Job A:
Pick out every line of the records that contains the string "story", and copy each one. Case counts.

Excerpted text:
====================
# What makes you happy?



## zeebraynz (Jun 11, 2012)

i think something that makes me happy is when i can enjoy the little things and trying to not take things too seriously. and reading my favorite anime also makes me happy lol. Its Umineko no naku koroni. Its totally awesome, I luv it:boogie


----------



## EmptyRoom (Jul 28, 2010)

Reading books makes me happy, makes me feel like I'm immersed in another world

My cat also cheers me up, her fluffiness puts a smile on my face


----------



## The Sleeping Dragon (Sep 29, 2011)

sandwich with egg and black coffee


----------



## Whatev (Feb 6, 2012)

Animals, nature, cheap ripe fruits, being able to help someone.


----------



## JenN2791 (Aug 21, 2011)

Doing things I enjoy doing (hobbies)... and trying out new hobbies and seeing that I enjoy them as well


----------



## mdiada (Jun 18, 2012)

Driving down old dirt roads with the windows down and music blaring  ever since I got my license, I haven't been able to stop driving! It's so relaxing and freeing.

Coffee with three creams and four sugars.

Old people! I'm a resident assistant for the elderly, and some of these people absolutely make my day with what they do and say. I just love them


----------



## JenN2791 (Aug 21, 2011)

Oh - this too! http://www.ustream.tv/sfshiba


----------



## Neo1234 (Mar 6, 2012)

Thinking about my gf ..and helping others =)


----------



## newbornmind (May 6, 2012)

Just being myself, letting go of "trying to be something" and just being in that state of acceptance and total peace with where I am in my life right now.

Also the thought of overcoming SA and being socially confident and confidently authentic in the world makes me happy.


----------



## chantellabella (May 5, 2012)

Freedom to do what I want when I want.


----------



## Owl-99 (Mar 7, 2012)

Looking at awesome scenery


----------



## CoastalSprite (Sep 8, 2011)

The people I care about.. Seeing them happy, talking to them, etc.

White peach Bellinis, strawberry margaritas, and Kokanee.


----------



## Common Misconception (Jun 4, 2012)

Being in nature, and gazing up at the stars at night *ah soooooo peaceful*


----------



## Mirror (Mar 16, 2012)
====================
Records:
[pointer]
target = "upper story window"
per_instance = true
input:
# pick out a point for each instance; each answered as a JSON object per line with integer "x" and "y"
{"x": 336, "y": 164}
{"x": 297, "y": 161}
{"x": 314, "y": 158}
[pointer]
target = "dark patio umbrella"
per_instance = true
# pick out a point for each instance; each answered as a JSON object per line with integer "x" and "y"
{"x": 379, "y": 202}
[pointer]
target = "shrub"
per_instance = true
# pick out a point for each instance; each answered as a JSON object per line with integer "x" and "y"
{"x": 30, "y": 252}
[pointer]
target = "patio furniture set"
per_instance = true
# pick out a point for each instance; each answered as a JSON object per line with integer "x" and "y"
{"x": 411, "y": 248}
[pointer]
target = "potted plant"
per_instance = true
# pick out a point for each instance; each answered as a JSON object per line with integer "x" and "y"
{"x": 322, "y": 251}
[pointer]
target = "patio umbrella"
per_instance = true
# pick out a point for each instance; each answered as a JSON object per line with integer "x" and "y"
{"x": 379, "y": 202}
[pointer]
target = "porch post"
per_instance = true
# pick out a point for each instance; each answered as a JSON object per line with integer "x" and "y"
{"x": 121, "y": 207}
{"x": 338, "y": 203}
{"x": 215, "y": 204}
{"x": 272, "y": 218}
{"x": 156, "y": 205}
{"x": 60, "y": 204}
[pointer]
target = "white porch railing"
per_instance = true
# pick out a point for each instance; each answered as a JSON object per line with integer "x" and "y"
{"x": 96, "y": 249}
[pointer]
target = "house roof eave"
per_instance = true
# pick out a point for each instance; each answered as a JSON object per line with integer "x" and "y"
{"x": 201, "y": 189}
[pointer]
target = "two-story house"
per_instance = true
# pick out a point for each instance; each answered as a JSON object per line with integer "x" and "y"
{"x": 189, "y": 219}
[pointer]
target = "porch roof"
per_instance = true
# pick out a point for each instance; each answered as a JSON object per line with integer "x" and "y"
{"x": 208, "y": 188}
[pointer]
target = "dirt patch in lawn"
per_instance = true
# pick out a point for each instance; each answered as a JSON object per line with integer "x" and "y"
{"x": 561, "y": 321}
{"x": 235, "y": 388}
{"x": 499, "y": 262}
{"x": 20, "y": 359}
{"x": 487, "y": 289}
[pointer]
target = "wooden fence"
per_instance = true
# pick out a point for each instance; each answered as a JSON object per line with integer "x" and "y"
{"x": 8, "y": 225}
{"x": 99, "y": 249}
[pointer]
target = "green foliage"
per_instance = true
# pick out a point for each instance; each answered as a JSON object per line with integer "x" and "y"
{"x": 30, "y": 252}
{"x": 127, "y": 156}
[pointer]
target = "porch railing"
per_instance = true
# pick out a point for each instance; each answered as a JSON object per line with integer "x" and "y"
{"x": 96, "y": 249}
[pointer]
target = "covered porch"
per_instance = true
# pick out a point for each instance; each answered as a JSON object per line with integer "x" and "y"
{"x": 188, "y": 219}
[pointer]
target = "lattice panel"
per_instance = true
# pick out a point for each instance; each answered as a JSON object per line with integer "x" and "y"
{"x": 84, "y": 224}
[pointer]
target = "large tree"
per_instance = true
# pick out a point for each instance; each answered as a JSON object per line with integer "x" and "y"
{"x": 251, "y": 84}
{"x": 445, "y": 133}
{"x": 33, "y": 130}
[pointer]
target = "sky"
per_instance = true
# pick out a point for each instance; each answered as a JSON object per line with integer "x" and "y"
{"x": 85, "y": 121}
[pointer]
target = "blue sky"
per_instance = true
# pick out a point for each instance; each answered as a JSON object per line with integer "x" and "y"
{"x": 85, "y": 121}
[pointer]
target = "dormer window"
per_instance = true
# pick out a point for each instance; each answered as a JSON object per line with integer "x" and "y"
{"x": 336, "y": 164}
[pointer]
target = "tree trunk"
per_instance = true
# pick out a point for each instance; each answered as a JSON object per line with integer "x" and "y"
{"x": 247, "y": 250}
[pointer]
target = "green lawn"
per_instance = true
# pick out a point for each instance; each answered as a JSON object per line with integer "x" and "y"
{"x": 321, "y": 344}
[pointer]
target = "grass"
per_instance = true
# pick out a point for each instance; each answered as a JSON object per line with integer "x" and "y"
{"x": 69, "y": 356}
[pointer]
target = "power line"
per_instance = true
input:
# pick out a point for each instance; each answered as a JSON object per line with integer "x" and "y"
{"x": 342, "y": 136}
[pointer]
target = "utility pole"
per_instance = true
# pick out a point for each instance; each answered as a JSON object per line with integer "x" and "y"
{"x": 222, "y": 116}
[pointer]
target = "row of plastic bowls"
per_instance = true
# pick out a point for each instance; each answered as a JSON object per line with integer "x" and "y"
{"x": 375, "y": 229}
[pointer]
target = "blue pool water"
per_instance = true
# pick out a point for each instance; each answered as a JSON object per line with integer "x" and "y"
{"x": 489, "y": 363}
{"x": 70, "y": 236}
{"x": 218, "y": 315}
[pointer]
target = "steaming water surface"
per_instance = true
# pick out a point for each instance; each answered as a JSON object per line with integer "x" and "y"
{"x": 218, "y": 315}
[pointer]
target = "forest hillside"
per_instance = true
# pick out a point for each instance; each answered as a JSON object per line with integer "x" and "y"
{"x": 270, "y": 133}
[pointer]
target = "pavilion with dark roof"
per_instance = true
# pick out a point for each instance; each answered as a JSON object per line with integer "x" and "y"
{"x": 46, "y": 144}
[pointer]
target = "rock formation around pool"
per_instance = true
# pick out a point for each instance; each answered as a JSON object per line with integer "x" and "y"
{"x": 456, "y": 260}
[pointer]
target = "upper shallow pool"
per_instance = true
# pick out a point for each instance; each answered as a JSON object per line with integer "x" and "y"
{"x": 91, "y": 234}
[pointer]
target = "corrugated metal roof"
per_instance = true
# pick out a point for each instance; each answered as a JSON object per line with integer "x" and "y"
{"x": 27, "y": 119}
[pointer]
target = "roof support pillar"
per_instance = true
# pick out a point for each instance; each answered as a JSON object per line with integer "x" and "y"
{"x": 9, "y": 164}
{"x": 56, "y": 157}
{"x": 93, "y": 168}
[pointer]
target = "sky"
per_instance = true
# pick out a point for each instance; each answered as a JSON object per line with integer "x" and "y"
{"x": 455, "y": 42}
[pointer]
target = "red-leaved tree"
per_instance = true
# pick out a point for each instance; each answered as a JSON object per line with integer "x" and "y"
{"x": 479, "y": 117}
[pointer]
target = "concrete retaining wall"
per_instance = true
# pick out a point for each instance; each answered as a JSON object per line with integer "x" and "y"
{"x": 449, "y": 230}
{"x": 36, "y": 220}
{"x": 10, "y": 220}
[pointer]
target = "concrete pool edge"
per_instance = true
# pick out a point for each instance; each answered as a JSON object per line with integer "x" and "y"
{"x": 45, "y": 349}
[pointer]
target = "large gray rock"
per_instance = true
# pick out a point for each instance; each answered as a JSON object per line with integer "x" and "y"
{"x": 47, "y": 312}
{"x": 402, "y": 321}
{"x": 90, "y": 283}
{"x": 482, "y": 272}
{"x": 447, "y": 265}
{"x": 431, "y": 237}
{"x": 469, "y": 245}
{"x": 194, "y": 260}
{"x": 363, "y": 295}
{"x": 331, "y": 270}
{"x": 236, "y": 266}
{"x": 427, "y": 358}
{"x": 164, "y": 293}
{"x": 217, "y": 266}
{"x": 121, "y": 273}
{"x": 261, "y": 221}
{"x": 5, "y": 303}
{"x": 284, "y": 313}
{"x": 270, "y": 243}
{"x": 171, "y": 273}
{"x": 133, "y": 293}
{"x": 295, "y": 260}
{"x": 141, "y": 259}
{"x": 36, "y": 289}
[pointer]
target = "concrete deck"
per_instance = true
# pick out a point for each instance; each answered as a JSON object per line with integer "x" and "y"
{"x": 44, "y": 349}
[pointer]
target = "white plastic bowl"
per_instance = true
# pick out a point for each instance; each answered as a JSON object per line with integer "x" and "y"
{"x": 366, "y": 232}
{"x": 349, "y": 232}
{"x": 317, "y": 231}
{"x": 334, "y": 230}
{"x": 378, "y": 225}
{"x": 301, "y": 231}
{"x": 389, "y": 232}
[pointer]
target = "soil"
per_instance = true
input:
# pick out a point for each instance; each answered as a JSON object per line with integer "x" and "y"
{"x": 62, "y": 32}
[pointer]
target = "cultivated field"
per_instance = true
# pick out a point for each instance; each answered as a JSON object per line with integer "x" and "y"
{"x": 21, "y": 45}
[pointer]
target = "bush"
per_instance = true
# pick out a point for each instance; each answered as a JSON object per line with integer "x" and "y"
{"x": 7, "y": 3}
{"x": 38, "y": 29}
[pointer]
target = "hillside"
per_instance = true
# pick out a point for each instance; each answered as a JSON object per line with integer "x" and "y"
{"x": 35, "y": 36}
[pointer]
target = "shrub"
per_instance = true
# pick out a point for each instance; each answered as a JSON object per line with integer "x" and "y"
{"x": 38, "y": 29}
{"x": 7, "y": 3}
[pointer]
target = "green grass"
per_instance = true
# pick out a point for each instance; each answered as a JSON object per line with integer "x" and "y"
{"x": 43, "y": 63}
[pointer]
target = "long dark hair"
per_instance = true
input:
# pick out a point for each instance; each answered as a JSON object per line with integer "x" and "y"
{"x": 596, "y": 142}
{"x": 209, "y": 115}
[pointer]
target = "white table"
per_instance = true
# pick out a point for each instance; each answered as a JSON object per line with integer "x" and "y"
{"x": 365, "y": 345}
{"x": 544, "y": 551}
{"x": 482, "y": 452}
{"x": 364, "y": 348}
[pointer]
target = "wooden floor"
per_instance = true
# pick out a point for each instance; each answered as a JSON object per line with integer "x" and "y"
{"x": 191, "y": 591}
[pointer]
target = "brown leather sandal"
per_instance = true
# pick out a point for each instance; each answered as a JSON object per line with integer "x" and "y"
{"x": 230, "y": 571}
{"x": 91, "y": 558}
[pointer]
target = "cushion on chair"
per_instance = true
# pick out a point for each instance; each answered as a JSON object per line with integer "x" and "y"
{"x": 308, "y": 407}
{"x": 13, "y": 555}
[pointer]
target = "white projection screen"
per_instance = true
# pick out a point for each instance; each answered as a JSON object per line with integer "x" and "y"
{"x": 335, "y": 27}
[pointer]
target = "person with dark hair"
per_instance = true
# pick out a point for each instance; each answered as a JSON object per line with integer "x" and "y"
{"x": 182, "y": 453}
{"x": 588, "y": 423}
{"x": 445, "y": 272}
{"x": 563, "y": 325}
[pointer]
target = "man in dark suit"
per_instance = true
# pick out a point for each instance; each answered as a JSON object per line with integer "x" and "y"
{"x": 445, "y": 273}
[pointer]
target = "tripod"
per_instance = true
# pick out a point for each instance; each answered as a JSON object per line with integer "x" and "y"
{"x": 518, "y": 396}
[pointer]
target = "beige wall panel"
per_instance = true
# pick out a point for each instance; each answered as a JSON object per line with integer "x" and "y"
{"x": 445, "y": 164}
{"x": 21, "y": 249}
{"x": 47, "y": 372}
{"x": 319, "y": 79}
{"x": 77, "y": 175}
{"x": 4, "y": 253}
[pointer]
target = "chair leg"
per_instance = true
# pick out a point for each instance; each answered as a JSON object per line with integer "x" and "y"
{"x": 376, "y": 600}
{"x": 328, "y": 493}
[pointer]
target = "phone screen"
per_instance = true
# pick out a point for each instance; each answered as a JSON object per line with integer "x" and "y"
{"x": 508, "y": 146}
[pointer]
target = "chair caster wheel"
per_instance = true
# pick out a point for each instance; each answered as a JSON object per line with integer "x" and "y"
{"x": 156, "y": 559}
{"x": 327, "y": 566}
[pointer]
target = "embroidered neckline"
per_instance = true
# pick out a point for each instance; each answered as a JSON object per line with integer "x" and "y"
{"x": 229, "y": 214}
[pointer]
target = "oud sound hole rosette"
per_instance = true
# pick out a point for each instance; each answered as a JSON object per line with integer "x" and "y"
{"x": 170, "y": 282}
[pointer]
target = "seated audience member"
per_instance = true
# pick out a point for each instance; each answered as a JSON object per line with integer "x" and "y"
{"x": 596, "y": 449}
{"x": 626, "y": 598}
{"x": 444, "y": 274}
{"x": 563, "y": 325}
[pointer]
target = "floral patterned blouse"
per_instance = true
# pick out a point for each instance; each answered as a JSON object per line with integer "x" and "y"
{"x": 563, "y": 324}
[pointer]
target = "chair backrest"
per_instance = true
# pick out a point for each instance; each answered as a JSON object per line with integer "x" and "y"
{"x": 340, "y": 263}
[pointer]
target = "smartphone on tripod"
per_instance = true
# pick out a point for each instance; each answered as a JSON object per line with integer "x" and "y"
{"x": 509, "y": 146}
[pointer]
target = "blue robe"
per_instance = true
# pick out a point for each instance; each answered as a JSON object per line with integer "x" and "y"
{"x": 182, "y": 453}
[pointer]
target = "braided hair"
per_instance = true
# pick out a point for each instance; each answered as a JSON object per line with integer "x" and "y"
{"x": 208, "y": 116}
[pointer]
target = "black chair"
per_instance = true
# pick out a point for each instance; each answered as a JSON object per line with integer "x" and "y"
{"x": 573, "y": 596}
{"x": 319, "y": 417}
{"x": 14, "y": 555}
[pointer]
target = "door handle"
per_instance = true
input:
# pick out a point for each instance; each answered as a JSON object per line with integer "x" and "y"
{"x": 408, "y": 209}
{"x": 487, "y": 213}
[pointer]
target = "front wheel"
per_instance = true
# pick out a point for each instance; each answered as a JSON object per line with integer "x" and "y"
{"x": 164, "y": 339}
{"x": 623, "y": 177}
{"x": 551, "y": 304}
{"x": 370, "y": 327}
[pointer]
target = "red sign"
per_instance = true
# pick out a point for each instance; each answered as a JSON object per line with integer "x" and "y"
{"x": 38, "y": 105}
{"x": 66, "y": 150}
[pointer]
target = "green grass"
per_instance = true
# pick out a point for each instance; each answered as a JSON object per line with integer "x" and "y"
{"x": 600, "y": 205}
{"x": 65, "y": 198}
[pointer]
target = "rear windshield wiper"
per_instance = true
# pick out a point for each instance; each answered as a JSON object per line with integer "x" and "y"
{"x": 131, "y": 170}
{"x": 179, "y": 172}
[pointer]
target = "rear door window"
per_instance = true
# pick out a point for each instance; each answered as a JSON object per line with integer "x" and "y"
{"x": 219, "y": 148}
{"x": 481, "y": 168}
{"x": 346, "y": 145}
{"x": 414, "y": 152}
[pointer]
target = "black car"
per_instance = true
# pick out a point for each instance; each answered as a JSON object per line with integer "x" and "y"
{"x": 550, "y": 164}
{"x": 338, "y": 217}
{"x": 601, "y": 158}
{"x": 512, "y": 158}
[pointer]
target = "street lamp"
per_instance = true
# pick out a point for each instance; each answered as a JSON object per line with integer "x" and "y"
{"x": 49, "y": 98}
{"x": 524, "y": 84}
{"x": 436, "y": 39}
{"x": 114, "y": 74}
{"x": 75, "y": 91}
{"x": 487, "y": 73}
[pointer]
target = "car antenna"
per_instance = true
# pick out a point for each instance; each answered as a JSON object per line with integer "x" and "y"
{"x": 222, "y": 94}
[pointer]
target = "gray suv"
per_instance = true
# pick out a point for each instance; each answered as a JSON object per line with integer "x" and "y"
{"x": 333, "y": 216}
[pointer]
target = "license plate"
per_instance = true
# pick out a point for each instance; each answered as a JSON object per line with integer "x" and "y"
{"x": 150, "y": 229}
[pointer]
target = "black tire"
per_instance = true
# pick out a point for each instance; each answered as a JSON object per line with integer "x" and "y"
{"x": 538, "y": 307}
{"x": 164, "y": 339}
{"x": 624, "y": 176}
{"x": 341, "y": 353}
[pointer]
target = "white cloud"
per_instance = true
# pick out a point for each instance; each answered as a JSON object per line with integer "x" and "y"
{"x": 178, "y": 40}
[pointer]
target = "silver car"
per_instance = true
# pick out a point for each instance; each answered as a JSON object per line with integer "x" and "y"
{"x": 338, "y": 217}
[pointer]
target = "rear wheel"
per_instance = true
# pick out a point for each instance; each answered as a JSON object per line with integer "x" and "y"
====================
Job B:
In the forum thread, how does mdiada take their coffee?

Output A:
target = "upper story window"
target = "two-story house"

Output B:
With three creams and four sugars.